= Task statement =
Below are some records; retype all of them exactly.

:: Material to process ::

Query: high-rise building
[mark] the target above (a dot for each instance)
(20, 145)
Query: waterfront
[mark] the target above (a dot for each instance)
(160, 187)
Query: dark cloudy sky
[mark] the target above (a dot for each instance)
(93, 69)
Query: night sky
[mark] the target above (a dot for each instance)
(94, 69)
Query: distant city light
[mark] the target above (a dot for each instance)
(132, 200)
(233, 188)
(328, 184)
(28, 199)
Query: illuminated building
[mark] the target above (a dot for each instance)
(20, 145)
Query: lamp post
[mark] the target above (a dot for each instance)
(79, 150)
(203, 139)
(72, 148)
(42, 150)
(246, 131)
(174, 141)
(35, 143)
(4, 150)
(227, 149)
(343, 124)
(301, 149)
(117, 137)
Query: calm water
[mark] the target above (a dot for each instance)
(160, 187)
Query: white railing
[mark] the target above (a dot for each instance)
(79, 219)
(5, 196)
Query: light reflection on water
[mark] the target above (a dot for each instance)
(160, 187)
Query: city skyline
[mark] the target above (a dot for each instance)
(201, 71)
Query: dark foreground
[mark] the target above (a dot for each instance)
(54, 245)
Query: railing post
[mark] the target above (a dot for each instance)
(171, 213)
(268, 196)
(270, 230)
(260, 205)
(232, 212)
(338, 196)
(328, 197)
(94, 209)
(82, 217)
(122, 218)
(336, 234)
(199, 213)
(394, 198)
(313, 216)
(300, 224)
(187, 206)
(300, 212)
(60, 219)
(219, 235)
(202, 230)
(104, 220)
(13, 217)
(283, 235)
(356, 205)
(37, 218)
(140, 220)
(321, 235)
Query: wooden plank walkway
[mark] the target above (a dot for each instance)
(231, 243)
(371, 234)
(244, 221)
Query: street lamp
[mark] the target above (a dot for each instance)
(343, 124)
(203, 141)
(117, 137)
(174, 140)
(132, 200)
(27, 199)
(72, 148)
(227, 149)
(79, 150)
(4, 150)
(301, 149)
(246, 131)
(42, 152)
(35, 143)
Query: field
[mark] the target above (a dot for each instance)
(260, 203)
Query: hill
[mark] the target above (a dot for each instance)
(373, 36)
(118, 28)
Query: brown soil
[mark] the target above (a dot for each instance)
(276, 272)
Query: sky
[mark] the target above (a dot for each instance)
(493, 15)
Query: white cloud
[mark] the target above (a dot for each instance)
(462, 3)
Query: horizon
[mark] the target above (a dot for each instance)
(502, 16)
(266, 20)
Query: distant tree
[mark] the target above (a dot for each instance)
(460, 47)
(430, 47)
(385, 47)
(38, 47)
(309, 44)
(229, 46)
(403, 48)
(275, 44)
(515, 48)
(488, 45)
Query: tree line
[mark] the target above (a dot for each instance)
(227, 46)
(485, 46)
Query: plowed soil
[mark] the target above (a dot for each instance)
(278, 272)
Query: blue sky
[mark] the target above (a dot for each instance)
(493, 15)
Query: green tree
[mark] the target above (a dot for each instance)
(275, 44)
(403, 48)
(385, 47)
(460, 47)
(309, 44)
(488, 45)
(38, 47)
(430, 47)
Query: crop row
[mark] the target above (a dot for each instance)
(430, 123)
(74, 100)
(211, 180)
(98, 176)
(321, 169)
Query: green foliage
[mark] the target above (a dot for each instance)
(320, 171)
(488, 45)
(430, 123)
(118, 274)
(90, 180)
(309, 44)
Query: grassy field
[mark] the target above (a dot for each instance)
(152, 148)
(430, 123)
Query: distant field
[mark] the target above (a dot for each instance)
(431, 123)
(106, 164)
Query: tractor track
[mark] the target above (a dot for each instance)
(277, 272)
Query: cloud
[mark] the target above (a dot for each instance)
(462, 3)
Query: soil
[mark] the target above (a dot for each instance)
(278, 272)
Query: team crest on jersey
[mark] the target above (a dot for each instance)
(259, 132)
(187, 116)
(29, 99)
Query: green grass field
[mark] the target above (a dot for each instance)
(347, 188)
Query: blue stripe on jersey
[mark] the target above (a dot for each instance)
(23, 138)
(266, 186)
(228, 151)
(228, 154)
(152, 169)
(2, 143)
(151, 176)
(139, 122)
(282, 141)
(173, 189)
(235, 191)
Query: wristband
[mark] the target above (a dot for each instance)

:::

= Output of the task =
Query: high-rise building
[mark] the target above (a dot for each instance)
(20, 145)
Query: waterfront
[mark] the target above (a dot for each instance)
(160, 187)
Query: dark cloudy sky
[mark] the target above (a dot for each instance)
(93, 69)
Query: night sky
[mark] the target above (a dot for each instance)
(94, 69)
Query: distant city light
[mark] the target above (a dot for each instance)
(132, 200)
(233, 188)
(328, 184)
(28, 199)
Query: illuminated building
[mark] the target above (a dot for each instance)
(20, 145)
Query: lamp post
[mark] the target above (a dot for each instance)
(79, 150)
(203, 139)
(72, 148)
(42, 150)
(246, 131)
(174, 141)
(35, 143)
(4, 150)
(227, 149)
(343, 124)
(301, 149)
(117, 137)
Query: calm water
[mark] the target above (a dot for each instance)
(160, 187)
Query: white railing
[mark] the target above (a dot for each instance)
(79, 219)
(5, 196)
Query: light reflection on water
[mark] the target above (a dot for each instance)
(160, 187)
Query: city skyline
[mark] the target above (a dot for each instance)
(201, 71)
Query: dark foreground
[mark] the target above (a dot for each instance)
(54, 245)
Query: railing post
[mark] the target above (a dot for each instance)
(171, 213)
(268, 196)
(270, 230)
(260, 205)
(232, 212)
(338, 196)
(328, 197)
(94, 209)
(82, 217)
(122, 218)
(336, 234)
(199, 213)
(394, 198)
(313, 216)
(300, 224)
(187, 206)
(300, 212)
(60, 219)
(219, 235)
(202, 230)
(104, 220)
(13, 217)
(283, 235)
(356, 205)
(37, 218)
(140, 220)
(321, 235)
Query: wooden plank walkway
[mark] the target above (a dot for each instance)
(231, 243)
(371, 234)
(244, 221)
Query: street lamp
[mark] the target above (a dot for each instance)
(343, 124)
(203, 141)
(117, 137)
(174, 140)
(132, 200)
(27, 199)
(72, 148)
(227, 149)
(79, 150)
(4, 150)
(301, 149)
(246, 131)
(42, 152)
(35, 143)
Query: field
[mark] the target above (a dot for each instance)
(260, 203)
Query: hill
[mark] the target above (a dot for each instance)
(373, 36)
(118, 28)
Query: brown soil
[mark] the target above (a dot for each instance)
(276, 272)
Query: sky
[mark] the target above (a dot for each instance)
(493, 15)
Query: white cloud
[mark] the target above (a dot for each instance)
(462, 3)
Query: horizon
[mark] the target above (a dot for each instance)
(502, 16)
(266, 20)
Query: distant tree
[mark] the target above (a dot for each instance)
(460, 47)
(430, 47)
(385, 47)
(38, 47)
(309, 44)
(229, 46)
(403, 48)
(275, 44)
(515, 48)
(488, 45)
Query: tree line
[mark] the target above (a dot for each instance)
(227, 46)
(485, 46)
Query: plowed soil
[mark] the target above (a dot for each instance)
(278, 272)
Query: blue sky
[mark] the target above (a dot for each instance)
(493, 15)
Query: green tree
[mark] the target above (a dot for each instance)
(275, 44)
(403, 48)
(385, 47)
(460, 47)
(309, 44)
(488, 45)
(38, 47)
(430, 47)
Query: crop row
[mark] the target above (a dot for each instance)
(430, 123)
(74, 100)
(211, 180)
(98, 176)
(321, 169)
Query: green foliage
[mark] the target above (a dot for each instance)
(320, 171)
(488, 45)
(430, 123)
(118, 274)
(90, 180)
(309, 44)
Query: grassy field
[mark] the target above (a dot for each instance)
(152, 148)
(430, 123)
Query: distant field
[mark] the target above (a dot for each instance)
(431, 123)
(106, 164)
Query: tractor track
[mark] the target above (a dot for each instance)
(277, 272)
Query: cloud
[mark] the target above (a dot for each instance)
(462, 3)
Query: soil
[mark] the target above (a dot for each instance)
(278, 272)
Query: team crest on jersey
[mark] the target above (a dot for each instance)
(259, 132)
(187, 116)
(29, 99)
Query: green grass field
[mark] the target above (a dot for each instance)
(347, 188)
Query: blue stripe on jersey
[mark] the target above (a dot for each instance)
(23, 138)
(266, 186)
(228, 151)
(228, 154)
(152, 169)
(2, 143)
(151, 176)
(139, 122)
(282, 141)
(173, 189)
(235, 191)
Query: wristband
[mark] the target above (a dot for each instance)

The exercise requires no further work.